TEXT EXCERPT:
★ ★ ★ ★ ★
Two Hundred and Two Ex-(American) Footballers’ Brains Analysed After Death – This You Must Read

Who would have thought that American football could be so damaging to the brain? Boxing yes. Here force is targeted at the container for the brain. However, it turns out that other contact sports may also damage the brain according to a recent study of 202 ex-footballers who donated their brains before death.[1] The clinical condition of the patients was recorded and correlated with histopathological finding. The mean age at death is rather young at 66. Hold on to your seat and read on to learn that fully 87% of football players’ brains fulfilled the histopathological criteria for chronic traumatic encephalopathy (a progressive neurodegenerative disorder associated with repetitive head trauma). In fact it was present in 110 of the subsample of 111 footballers who were lucky (unlucky) enough to make the National Football League (NFL). Further, 86% of these NFL players had severe pathology. Yes, brains may be more willingly donated when cognitive deterioration is present than when it is not, leading to inclusion bias. A prospective study is needed. But should we wait the 20-40 years needed for the results? Even if this study has overestimated the effect, the bias could not create so large an association if there were none. Would you encourage your grandchildren to play? If your heart packs up, your lungs fail or your pancreas turns cancerous, you die as yourself. But if your cerebral cortex is damaged you live as someone else.

— Richard Lilford, CLAHRC WM Director

Reference:

  1. Mez J, Daneshvar DH, Kiernan PT, et al. Clinopathological Evaluation of Chronic Traumatic Encephalopathy in Players of American Football. JAMA. 2017; 318(4): 360-70.
★ ★ ★ ★ ★
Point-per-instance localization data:
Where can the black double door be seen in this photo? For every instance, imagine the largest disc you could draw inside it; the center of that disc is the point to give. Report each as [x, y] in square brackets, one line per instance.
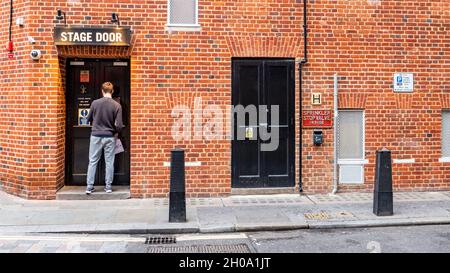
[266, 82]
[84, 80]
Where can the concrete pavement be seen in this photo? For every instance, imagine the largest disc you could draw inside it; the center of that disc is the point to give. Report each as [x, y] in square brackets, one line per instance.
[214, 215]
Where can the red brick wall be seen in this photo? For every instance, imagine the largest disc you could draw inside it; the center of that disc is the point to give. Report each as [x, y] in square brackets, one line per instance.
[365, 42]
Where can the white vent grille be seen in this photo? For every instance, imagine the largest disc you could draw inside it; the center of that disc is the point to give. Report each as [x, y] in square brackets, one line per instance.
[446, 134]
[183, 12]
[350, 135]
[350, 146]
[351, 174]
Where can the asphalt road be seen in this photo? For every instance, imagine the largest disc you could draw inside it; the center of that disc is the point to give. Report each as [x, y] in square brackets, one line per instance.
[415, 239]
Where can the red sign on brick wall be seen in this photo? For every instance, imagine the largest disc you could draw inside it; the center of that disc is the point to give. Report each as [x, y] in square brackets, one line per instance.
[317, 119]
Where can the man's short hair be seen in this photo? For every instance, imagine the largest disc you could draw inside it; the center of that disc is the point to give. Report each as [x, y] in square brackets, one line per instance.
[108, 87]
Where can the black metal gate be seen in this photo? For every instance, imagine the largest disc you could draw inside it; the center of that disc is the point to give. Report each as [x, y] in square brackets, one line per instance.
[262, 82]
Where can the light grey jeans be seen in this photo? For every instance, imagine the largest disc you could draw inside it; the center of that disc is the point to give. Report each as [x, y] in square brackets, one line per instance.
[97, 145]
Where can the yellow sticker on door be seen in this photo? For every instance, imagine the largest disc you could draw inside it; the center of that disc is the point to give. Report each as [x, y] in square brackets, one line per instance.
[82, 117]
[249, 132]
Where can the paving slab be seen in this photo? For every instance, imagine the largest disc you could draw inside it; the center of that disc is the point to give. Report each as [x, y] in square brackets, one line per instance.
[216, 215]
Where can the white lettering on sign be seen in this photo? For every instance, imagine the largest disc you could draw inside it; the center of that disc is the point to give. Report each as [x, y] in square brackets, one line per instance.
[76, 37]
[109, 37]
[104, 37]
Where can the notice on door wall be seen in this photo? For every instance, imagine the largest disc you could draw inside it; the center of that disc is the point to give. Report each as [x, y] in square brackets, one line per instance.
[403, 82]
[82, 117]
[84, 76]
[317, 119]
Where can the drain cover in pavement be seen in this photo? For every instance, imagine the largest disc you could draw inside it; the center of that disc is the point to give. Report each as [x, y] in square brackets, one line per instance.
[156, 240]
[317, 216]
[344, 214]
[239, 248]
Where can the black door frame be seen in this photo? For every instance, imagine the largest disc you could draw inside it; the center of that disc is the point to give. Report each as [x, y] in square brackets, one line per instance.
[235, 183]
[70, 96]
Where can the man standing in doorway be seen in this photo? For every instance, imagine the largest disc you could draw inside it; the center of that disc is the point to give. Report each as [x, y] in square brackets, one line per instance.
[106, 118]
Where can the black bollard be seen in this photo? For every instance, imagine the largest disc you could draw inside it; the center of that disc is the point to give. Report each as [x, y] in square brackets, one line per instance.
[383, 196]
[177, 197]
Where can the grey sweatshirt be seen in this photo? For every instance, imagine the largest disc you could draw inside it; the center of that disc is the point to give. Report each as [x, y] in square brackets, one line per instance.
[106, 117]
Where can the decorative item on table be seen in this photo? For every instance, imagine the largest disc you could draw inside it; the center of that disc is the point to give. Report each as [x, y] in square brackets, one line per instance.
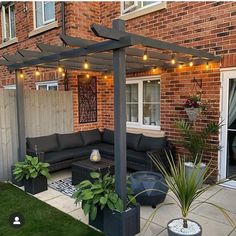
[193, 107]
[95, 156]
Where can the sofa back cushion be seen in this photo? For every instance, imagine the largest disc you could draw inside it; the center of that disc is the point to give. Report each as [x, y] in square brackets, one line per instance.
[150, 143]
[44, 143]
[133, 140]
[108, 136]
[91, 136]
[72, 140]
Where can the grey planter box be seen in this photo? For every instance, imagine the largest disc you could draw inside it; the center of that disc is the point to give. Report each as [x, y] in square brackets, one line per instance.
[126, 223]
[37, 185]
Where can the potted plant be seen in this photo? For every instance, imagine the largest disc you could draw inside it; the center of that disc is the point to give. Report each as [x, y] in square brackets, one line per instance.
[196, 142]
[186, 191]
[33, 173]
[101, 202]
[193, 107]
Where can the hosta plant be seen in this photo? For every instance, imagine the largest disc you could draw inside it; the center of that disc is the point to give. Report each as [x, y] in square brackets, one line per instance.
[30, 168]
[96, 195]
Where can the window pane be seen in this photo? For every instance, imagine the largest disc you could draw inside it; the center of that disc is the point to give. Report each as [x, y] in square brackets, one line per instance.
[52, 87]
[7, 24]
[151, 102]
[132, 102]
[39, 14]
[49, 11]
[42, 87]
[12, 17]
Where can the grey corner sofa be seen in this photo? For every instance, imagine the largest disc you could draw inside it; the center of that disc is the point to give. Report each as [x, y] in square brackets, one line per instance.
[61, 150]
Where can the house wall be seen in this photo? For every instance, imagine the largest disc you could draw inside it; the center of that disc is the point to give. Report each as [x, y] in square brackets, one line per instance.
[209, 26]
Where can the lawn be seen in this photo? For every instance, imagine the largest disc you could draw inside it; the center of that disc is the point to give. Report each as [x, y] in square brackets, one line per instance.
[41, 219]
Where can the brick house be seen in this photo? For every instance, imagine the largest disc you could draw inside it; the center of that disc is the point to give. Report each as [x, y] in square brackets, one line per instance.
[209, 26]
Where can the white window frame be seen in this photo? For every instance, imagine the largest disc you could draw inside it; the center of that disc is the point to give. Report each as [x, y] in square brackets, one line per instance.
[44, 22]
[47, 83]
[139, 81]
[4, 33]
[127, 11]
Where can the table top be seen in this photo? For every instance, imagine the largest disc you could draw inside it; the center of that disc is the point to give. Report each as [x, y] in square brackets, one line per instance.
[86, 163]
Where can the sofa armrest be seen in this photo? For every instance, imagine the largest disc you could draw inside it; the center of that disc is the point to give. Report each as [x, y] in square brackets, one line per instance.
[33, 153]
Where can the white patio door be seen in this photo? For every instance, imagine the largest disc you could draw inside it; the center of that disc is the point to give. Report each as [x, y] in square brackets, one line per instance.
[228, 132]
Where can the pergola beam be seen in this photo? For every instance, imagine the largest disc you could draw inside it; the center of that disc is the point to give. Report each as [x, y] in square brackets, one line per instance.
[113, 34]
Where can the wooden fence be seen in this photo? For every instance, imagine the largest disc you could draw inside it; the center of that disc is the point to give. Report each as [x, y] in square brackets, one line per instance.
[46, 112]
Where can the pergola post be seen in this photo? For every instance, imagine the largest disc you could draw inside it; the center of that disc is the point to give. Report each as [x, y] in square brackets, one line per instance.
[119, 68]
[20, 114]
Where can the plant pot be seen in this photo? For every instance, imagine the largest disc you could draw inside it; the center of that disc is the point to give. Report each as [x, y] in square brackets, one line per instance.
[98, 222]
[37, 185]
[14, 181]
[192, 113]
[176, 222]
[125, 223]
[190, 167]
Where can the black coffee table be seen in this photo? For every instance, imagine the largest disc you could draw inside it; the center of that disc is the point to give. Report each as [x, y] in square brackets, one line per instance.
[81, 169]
★ ★ ★ ★ ★
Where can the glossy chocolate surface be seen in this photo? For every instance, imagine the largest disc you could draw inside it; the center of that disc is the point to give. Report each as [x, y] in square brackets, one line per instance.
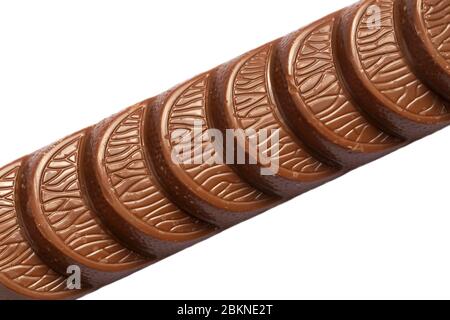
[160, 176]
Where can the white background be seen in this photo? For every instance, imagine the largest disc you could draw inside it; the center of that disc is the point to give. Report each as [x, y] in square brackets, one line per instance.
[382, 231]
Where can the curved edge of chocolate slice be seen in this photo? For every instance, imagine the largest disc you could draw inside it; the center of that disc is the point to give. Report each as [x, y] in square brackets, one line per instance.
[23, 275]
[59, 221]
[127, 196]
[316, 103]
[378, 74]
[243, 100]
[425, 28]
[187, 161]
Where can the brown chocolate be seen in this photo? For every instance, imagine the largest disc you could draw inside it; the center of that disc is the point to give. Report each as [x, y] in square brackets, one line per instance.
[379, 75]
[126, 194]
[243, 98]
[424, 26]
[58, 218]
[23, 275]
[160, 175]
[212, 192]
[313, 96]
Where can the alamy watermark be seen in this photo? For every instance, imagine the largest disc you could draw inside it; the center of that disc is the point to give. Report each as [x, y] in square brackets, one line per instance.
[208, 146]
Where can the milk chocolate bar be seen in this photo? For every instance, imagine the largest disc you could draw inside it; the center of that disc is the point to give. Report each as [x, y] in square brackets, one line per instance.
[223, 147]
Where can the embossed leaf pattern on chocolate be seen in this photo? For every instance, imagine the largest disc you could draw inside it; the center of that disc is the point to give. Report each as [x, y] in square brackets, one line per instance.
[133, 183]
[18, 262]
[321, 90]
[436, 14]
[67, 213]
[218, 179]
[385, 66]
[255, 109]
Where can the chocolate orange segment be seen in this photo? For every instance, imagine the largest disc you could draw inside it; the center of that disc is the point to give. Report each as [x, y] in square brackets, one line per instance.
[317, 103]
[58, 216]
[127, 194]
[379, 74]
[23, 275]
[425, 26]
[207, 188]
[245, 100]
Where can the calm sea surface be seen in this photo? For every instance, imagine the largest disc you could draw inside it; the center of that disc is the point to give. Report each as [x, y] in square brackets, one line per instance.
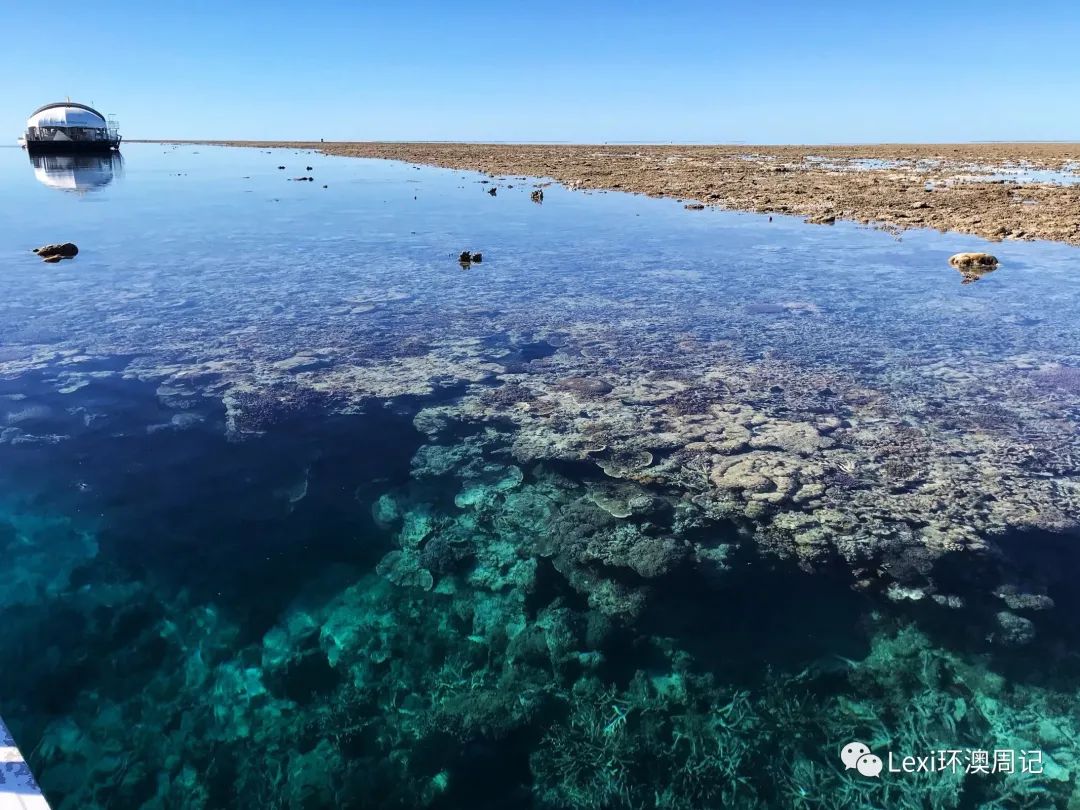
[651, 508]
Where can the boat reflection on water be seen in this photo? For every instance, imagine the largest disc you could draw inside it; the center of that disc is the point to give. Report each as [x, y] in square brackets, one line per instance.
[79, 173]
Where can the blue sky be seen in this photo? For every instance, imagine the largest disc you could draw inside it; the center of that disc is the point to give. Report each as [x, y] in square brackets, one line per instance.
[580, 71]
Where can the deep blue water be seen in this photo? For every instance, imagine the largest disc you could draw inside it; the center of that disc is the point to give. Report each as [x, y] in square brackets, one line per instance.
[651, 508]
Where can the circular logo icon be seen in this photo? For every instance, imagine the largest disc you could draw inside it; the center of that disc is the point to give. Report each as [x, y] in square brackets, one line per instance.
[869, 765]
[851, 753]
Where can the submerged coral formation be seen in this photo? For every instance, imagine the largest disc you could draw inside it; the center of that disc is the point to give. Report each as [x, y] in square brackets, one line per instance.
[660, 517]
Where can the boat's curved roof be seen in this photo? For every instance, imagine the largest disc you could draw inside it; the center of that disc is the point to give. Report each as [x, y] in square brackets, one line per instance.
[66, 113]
★ ★ ★ ★ ★
LIST OF TASKS:
1. Please say whether each statement agrees with the post on footballers' brains, answering yes or no and quoting the deciding words of the post: (a) The mean age at death of the ex-footballers was 66. (b) Chronic traumatic encephalopathy was found in all 111 players who made the National Football League. (c) The post states that a prospective study is needed.
2. Write out the stretch of the post on footballers' brains from "1. Mez J, Daneshvar" through "2017; 318(4): 360-70.".
The rows have nothing to do with the post on footballers' brains.

TASK-BY-TASK OUTPUTS:
1.
(a) Yes: "The mean age at death is rather young at 66."
(b) No: "it was present in 110 of the subsample of 111 footballers"
(c) Yes: "A prospective study is needed."

2.
1. Mez J, Daneshvar DH, Kiernan PT, et al. Clinopathological Evaluation of Chronic Traumatic Encephalopathy in Players of American Football. JAMA. 2017; 318(4): 360-70.